**Work instructions:** Using the entries that follow, write out the line containing "Spot the window pane", the line containing "[[527, 257], [513, 350]]", and every line between them, exactly and nothing else.

**Data for review:**
▶

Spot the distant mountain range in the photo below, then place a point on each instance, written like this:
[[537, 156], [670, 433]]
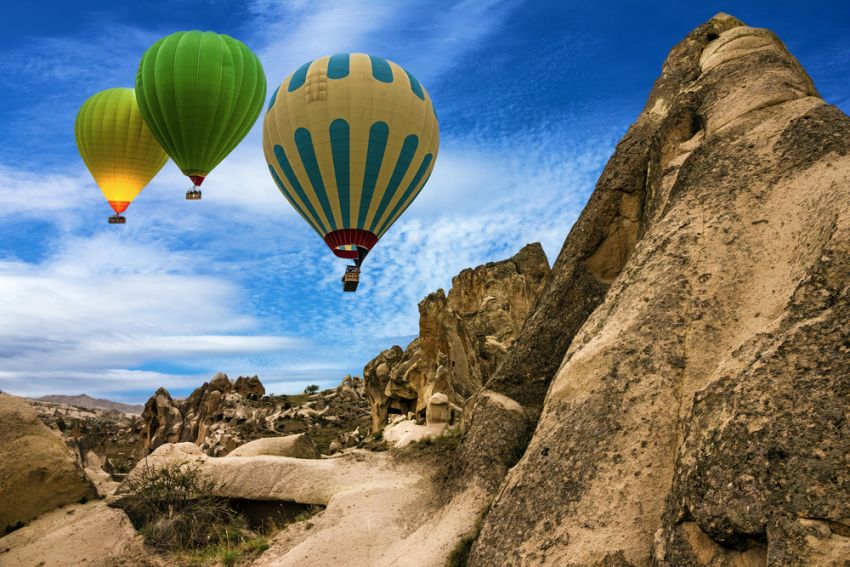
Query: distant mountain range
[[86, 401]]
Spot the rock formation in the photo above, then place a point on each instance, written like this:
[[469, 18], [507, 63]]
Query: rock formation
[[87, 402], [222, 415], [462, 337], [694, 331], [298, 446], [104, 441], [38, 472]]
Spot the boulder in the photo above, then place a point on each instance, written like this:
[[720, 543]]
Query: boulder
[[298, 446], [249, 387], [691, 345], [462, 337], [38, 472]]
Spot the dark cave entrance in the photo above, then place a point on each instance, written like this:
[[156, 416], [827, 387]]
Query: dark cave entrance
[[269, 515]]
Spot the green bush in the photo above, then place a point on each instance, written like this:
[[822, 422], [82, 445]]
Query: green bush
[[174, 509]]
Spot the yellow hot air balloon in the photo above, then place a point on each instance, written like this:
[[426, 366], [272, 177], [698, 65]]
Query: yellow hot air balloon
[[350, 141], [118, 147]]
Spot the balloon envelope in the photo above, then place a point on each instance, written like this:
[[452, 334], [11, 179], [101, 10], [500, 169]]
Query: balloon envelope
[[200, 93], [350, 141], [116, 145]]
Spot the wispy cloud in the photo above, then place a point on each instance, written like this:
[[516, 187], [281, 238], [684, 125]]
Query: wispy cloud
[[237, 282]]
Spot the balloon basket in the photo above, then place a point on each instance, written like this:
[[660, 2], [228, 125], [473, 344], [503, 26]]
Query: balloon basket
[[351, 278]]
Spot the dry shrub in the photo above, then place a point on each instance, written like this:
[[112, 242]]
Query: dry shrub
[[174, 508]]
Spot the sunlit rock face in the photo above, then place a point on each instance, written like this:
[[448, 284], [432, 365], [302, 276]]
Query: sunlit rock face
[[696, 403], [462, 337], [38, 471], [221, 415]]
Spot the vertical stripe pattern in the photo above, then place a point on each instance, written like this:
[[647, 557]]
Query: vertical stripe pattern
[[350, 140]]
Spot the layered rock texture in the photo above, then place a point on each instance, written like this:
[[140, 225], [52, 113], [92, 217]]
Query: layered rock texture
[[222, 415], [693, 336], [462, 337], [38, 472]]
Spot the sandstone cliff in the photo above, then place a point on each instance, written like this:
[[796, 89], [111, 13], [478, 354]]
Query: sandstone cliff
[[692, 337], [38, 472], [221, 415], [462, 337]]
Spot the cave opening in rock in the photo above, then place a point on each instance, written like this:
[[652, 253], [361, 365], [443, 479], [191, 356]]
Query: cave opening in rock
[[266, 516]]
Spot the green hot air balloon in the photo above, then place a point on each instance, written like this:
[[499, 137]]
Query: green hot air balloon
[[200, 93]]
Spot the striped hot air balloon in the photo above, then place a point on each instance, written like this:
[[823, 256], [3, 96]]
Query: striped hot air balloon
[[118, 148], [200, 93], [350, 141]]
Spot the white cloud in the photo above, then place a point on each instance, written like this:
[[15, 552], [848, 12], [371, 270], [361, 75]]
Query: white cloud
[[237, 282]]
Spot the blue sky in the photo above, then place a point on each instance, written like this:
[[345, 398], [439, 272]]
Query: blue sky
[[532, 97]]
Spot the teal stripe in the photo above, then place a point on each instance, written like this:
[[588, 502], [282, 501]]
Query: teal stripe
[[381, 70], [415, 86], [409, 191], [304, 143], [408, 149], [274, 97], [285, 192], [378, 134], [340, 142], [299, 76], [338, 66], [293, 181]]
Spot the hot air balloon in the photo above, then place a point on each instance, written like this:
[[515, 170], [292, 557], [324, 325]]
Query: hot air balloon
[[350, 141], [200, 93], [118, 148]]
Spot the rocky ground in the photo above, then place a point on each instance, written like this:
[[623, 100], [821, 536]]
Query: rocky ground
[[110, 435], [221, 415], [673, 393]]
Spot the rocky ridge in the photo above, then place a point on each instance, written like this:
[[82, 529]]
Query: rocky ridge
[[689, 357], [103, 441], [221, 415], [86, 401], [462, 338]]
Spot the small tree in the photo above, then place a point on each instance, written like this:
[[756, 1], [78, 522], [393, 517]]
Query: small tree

◀
▶

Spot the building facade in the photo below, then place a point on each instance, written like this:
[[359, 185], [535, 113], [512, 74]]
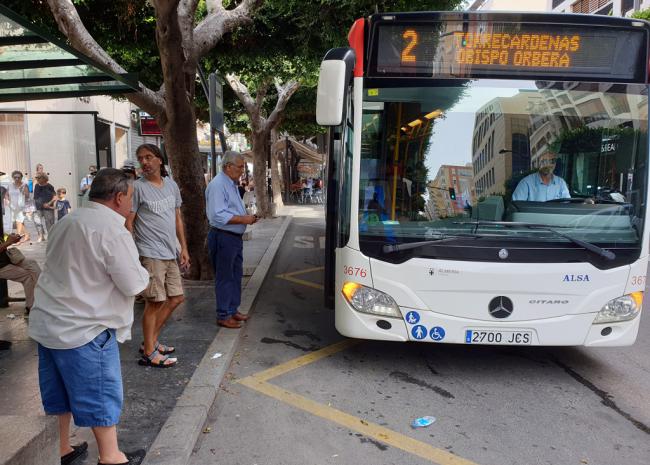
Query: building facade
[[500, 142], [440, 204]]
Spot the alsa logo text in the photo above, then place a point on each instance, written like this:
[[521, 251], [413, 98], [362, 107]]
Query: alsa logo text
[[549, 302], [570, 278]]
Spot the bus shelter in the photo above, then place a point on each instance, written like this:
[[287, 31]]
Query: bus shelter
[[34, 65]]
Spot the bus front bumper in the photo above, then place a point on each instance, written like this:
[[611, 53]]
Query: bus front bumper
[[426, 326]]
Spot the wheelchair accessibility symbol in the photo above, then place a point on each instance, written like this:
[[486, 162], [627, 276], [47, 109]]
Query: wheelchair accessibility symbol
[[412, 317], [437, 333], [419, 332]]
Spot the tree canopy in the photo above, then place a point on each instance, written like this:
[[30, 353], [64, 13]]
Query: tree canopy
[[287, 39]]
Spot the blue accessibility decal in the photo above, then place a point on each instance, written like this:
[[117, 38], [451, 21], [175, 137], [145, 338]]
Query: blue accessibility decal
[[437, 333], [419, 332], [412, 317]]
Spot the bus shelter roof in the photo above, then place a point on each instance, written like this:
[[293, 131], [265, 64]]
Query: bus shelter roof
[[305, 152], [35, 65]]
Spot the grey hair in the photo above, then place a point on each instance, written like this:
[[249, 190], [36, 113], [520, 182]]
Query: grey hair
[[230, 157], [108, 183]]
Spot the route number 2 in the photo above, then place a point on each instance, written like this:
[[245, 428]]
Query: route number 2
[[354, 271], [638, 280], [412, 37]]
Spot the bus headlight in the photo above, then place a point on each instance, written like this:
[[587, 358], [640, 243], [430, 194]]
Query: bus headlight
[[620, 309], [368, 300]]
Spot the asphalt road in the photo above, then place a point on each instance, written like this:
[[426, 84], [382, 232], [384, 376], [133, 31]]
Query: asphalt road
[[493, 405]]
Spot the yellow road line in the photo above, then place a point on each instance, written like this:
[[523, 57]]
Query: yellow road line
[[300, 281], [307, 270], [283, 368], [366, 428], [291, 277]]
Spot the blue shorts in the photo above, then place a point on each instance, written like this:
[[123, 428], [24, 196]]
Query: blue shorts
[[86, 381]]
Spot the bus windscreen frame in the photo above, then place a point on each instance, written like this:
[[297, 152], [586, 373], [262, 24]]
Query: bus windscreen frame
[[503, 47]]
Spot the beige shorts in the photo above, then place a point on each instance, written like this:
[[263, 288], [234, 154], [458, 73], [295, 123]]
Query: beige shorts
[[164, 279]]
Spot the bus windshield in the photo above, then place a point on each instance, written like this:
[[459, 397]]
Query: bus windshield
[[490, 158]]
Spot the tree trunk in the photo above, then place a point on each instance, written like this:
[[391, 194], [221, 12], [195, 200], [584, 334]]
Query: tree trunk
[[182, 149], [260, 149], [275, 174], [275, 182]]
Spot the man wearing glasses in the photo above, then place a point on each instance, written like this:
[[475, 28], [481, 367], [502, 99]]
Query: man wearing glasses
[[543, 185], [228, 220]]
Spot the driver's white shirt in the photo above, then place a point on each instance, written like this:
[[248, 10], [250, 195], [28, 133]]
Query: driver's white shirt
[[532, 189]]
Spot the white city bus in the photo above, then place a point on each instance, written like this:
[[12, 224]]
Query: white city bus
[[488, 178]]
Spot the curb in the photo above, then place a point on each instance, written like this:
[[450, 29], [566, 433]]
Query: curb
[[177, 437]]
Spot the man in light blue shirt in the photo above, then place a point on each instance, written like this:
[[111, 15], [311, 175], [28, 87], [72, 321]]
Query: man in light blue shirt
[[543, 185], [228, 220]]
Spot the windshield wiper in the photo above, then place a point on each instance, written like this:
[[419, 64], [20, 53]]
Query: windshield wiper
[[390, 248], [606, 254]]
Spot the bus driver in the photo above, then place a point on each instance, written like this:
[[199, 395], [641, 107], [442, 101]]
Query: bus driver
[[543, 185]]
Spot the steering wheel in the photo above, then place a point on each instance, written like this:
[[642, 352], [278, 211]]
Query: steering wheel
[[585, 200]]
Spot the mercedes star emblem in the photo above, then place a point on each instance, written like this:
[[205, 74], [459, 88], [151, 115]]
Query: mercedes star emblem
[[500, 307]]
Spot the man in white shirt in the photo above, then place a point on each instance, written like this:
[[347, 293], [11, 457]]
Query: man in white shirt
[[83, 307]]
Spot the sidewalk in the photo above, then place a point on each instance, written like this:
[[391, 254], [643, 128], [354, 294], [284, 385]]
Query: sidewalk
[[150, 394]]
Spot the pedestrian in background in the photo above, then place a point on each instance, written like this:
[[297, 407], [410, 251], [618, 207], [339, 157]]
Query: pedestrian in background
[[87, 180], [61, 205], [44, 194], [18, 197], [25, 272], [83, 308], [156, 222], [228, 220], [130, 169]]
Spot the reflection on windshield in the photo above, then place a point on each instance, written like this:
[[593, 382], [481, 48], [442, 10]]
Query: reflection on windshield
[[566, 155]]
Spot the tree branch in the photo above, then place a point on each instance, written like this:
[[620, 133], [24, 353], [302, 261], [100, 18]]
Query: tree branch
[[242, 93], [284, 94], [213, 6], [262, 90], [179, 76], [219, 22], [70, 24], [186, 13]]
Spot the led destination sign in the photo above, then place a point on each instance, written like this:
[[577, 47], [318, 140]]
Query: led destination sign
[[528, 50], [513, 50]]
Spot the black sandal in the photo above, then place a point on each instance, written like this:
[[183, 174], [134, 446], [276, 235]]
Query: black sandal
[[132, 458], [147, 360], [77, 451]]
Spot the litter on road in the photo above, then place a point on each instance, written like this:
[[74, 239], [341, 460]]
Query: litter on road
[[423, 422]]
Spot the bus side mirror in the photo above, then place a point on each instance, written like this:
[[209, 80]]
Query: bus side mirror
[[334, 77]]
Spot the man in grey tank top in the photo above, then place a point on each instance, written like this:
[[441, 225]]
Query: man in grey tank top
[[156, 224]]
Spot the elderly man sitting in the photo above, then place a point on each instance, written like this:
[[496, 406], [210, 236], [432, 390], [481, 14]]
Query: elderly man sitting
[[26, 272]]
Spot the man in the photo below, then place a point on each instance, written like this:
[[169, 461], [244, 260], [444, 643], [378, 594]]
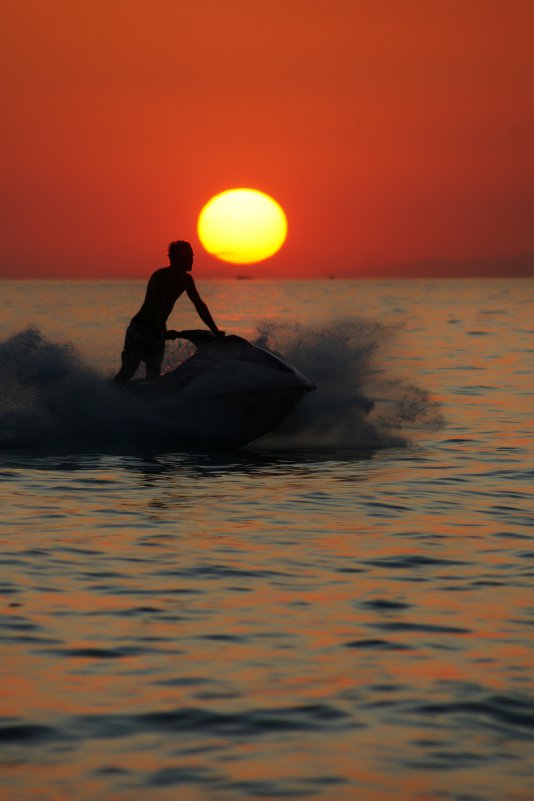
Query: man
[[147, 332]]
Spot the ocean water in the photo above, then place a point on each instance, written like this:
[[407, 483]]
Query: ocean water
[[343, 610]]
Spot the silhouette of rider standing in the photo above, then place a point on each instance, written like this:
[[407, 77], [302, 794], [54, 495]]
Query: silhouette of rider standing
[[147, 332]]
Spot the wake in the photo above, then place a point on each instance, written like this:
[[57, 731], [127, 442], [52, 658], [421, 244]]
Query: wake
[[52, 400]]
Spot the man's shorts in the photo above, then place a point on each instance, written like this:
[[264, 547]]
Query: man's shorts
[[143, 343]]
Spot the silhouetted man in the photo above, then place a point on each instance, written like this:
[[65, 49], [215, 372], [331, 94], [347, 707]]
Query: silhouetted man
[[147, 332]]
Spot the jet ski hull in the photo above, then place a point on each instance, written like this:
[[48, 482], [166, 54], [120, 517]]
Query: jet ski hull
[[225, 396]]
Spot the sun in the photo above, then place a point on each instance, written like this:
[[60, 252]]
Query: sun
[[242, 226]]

◀
▶

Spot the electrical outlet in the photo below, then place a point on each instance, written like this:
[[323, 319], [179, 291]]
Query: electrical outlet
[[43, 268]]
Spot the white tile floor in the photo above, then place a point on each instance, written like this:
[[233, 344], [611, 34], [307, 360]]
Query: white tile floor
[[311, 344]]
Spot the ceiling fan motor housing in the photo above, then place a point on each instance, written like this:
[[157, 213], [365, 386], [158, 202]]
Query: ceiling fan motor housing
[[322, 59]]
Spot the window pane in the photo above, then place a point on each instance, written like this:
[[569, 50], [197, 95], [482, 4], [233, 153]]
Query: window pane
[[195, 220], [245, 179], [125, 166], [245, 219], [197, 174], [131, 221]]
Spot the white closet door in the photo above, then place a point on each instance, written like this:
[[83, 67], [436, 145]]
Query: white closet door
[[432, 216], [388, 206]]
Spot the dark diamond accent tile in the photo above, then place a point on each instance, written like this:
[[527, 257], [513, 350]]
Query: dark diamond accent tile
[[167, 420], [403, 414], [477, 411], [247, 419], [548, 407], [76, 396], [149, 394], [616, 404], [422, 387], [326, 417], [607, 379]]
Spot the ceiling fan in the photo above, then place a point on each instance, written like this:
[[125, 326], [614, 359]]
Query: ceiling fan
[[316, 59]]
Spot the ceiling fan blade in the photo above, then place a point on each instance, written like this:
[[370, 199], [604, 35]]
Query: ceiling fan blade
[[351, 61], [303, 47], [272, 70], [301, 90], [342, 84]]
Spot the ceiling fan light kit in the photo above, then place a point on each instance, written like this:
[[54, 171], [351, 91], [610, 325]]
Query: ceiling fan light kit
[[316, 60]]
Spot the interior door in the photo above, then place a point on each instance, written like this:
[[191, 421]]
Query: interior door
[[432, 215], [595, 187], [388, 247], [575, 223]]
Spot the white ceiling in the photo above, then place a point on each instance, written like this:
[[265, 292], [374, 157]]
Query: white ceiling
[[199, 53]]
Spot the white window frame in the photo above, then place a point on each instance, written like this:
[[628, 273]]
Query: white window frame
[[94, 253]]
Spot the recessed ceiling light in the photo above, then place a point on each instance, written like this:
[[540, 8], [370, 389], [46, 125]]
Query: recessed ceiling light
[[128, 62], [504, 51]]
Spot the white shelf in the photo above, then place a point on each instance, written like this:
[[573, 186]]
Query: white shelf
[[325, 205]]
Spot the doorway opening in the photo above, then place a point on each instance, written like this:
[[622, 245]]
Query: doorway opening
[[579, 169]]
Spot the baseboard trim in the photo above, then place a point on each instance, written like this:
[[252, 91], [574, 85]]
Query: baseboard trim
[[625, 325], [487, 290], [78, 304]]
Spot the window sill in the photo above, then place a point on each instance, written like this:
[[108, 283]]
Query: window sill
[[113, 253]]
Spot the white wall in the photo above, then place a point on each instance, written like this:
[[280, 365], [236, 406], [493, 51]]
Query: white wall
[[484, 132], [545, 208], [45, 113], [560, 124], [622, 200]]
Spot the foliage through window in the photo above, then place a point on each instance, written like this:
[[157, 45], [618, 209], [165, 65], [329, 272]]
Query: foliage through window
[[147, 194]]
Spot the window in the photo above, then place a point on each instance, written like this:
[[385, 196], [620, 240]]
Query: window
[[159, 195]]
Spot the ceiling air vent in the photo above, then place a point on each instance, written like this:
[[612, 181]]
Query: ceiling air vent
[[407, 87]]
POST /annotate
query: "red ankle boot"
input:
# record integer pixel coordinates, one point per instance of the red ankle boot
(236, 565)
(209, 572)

◀

**Response area:**
Spot the window pane in the photo above, then place a point on each instance, written like this:
[[569, 50], [197, 95], [482, 4], [233, 153]]
Query: window pane
[[195, 220], [245, 179], [125, 166], [245, 219], [197, 174], [131, 221]]
Spot the white closet door in the photo above, then place a point on each instance, written like this:
[[83, 67], [436, 145]]
Query: white closet door
[[432, 216], [388, 206]]
Spot the dark diamond accent tile in the photo above, then place a point on each instance, written like this:
[[527, 257], [513, 350]]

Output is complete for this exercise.